Task instructions
Output exactly, please, the lines of the records below from the one containing "One marker for each instance of the woman's" through the final line.

Region pointing data:
########################################

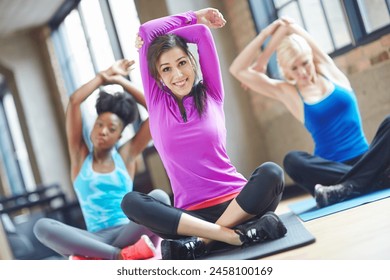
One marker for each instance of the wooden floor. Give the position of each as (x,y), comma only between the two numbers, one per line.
(360,233)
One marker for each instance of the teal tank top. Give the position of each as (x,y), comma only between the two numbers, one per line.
(100,194)
(335,125)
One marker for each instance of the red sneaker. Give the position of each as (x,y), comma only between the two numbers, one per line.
(141,250)
(81,258)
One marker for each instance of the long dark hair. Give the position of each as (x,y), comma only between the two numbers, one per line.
(163,44)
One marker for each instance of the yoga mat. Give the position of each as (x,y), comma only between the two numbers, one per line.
(296,236)
(307,209)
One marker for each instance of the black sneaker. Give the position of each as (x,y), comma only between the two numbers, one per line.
(328,195)
(267,227)
(182,249)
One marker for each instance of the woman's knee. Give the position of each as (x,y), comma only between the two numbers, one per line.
(43,228)
(273,171)
(135,205)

########################################

Result
One marker for each instance of the woman's knee. Give the position of each as (x,y), comma only between the two numbers, one per line.
(43,228)
(273,171)
(135,205)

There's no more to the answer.